## BRIEF
List every abbreviation that the abstract below on Lyme disease bacteria and Alzheimer-like pathology defines in parentheses, each with its full term.

## DOCUMENT SEGMENT
BEGIN
Innate Immune Evasion of Lyme Disease Pathogen Drives Alzheimer-Like Pathology

The amyloid β (Aβ) peptide is the main component of amyloid plaques in Alzheimer's disease (AD). Growing evidence has pointed to a role for Aβ as an antimicrobial peptide (AMP). However, the interactions of Aβ with neurotropic pathogens and host evasion strategies have remained largely unexplored. Using quantitative proteomic analysis of patient cerebrospinal fluid (CSF), advanced biochemical methods, and four different 3D brain models, ranging from blood-brain barrier (BBB) microfluidic systems to 3D neurovascular networks, we show that Lyme neuroborreliosis (LNB) Borrelia spp. induce molecular and immunological alterations in the central nervous system (CNS) that resemble key pathological features of AD. These include upregulation of the complement cascade and a decrease in CSF Aβ levels. By assessing the antimicrobial action of Aβ against Borrelia spp., we demonstrate that Aβ acts as a pre-opsonin by promoting complement activation on microbial surfaces. We also show that LNB Borrelia spp. exhibit unique survival strategies that reduce Aβ binding and block oligomerization, while halting complement attack by recruiting complement regulator factor H. This facilitates bacterial adhesion to the BBB, and modulation of glial and cytokine responses, fostering CNS invasion. Our findings reveal a previously unrecognized mechanism of bacterial immune escape spanning the entire invasion pathway from the BBB to neuronal compartments, demonstrating that LNB Borrelia spp. evade Aβ-mediated antimicrobial action by interfering with opsonization and oligomerization of the peptide. Collectively, these findings provide a direct mechanistic link between pathogen immune evasion, Aβ dynamics, and neuroinflammatory cascades, advancing our understanding of infection-induced neuropathology, offering insights into novel potential therapeutic targets for AD and neuroborreliosis.
END
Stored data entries
BEGIN
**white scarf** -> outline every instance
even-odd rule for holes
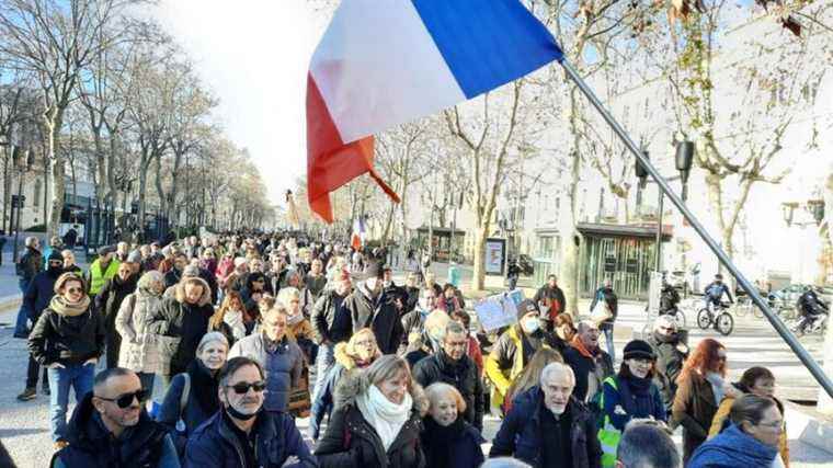
[[[402,403],[397,404],[388,400],[375,385],[370,385],[366,392],[356,397],[356,406],[362,415],[376,430],[376,434],[379,435],[381,445],[387,452],[390,444],[399,435],[399,430],[410,418],[413,401],[411,396],[406,393]]]
[[[246,338],[246,323],[243,323],[243,312],[240,310],[227,310],[222,316],[222,321],[231,328],[231,334],[235,341]]]

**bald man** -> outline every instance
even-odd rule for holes
[[[113,367],[95,376],[93,390],[76,408],[67,443],[53,468],[141,466],[176,468],[176,448],[168,431],[151,420],[136,373]]]
[[[595,420],[587,407],[572,397],[573,388],[575,376],[570,366],[547,365],[540,384],[515,397],[489,458],[512,456],[554,468],[601,467]]]

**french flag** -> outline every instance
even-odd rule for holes
[[[374,170],[373,135],[516,80],[563,54],[518,0],[343,0],[307,82],[307,194],[332,222],[330,192]]]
END
## RESPONSE AREA
Aβ: amyloid β
AD: Alzheimer's disease
AMP: antimicrobial peptide
CSF: cerebrospinal fluid
BBB: blood-brain barrier
LNB: Lyme neuroborreliosis
CNS: central nervous system